Exercise description
In your copy, set down the entries exactly and exclude the pictures.

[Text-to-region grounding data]
»»
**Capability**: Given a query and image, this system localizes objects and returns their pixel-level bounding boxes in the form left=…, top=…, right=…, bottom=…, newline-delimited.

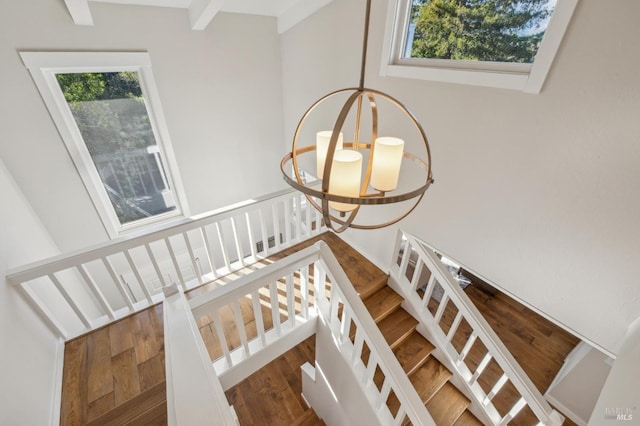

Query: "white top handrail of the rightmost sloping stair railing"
left=397, top=231, right=561, bottom=424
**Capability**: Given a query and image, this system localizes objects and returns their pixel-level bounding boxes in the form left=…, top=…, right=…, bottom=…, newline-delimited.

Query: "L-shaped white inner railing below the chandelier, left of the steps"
left=185, top=242, right=435, bottom=426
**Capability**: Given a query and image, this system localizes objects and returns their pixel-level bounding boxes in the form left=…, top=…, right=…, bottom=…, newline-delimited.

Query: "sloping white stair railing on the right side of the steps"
left=390, top=231, right=564, bottom=425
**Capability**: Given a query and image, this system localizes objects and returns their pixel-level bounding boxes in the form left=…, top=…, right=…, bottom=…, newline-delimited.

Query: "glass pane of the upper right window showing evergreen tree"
left=403, top=0, right=556, bottom=63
««
Output of the task
**Capability**: Given a query and image, this system localizes objects and returns their pixel-level bounding boxes in the form left=…, top=…, right=…, bottom=…, newline-delimited.


Query: "white top handrail of the rightmost sloping stair railing"
left=397, top=231, right=561, bottom=424
**Capability**: Given a query and image, this system localizes objects and returns their pixel-level bounding boxes in the form left=…, top=…, right=…, bottom=…, newline-delimited.

Query: "L-shaped white inner railing below the chandelier, left of the steps"
left=185, top=242, right=435, bottom=426
**Capability**: Given a query and image, this system localizes objects and returns their pixel-level bounding boxes in the form left=…, top=…, right=…, bottom=…, newline-delimited.

Query: "sloping white stair railing on the right side of the steps"
left=390, top=231, right=564, bottom=425
**Capability**: Given a query and image, this system localizes objects and returns their pixel-level bounding boxes in the form left=…, top=…, right=…, bottom=…, newline-delimited.

Query: "glass pane of the upper right window showing evergreen tree"
left=403, top=0, right=556, bottom=63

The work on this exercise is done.